- How to complete this task -
Look through the material below. Copy every line with the string "blue" in it.

- Records supplied -
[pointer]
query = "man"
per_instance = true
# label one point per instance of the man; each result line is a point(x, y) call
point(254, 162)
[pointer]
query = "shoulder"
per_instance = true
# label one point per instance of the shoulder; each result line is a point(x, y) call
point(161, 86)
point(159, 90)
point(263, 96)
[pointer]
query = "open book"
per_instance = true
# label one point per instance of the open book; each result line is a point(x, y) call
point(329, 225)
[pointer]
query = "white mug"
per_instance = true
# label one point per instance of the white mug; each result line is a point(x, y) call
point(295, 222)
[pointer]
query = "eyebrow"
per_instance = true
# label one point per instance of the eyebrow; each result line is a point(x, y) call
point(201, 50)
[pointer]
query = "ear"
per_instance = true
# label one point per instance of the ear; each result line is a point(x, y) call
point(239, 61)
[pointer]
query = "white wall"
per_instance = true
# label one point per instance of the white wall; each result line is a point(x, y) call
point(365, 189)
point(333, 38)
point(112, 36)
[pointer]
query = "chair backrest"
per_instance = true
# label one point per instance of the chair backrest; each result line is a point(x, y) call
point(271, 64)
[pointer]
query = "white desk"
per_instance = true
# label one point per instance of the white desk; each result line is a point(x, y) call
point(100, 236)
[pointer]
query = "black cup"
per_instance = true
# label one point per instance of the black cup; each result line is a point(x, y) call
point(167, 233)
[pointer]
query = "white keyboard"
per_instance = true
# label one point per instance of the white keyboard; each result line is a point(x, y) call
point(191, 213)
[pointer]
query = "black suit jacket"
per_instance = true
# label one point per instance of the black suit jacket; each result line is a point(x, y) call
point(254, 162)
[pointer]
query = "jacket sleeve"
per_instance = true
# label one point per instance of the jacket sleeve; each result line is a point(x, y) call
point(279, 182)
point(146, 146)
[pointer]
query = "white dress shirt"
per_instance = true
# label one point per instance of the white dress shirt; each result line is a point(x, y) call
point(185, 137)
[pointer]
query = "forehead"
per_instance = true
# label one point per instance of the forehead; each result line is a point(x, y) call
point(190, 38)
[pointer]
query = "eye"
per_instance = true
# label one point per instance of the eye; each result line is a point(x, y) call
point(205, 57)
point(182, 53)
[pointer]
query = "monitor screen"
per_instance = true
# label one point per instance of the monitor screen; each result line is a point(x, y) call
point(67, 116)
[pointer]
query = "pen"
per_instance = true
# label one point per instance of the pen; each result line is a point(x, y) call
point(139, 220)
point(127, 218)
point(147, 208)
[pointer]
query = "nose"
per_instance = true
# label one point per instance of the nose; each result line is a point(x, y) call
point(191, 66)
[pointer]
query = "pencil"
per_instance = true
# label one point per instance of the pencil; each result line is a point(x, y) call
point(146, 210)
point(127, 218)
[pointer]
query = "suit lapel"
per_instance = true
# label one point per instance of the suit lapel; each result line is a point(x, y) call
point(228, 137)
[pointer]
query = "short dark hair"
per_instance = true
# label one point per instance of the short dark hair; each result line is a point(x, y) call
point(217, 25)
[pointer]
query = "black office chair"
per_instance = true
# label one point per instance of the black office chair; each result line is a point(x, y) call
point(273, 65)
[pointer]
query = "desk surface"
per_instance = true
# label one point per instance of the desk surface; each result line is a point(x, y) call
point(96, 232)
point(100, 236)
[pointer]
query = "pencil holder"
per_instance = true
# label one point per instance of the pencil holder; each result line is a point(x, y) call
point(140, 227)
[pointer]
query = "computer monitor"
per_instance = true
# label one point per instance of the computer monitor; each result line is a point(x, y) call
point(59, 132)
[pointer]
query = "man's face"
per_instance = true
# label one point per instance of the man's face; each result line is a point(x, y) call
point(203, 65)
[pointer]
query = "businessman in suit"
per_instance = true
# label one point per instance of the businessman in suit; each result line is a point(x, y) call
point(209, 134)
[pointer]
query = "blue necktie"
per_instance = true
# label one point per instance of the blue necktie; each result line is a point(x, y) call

- Your response -
query = "blue necktie"
# label one point per instance of the blue necktie; each result line is a point(x, y) call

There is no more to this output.